To be done:
Write out each of the entries below line for line, without changing anything.

Labeled-object pointing entries:

----------

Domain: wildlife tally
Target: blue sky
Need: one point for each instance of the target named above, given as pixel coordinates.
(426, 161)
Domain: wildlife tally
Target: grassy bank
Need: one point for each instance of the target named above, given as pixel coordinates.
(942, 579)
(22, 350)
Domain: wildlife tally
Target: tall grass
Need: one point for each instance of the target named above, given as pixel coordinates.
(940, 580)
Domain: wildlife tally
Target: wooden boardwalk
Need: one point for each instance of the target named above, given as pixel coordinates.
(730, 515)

----------

Output below:
Domain: wildlife tally
Target: blue sky
Need: one point for each instance of the target named above, given as pixel coordinates.
(426, 161)
Domain: wildlife tally
Target: grassy bank
Need: one point for each instance of the target named above, given as pixel coordinates.
(942, 579)
(22, 350)
Domain: wildlife tally
Target: tall grass
Need: one point for each instance of the target named above, given as pixel coordinates.
(940, 580)
Domain: wildlife tally
Target: wooden boardwalk
Need: one point for each instance of the target named above, given as pixel coordinates.
(730, 515)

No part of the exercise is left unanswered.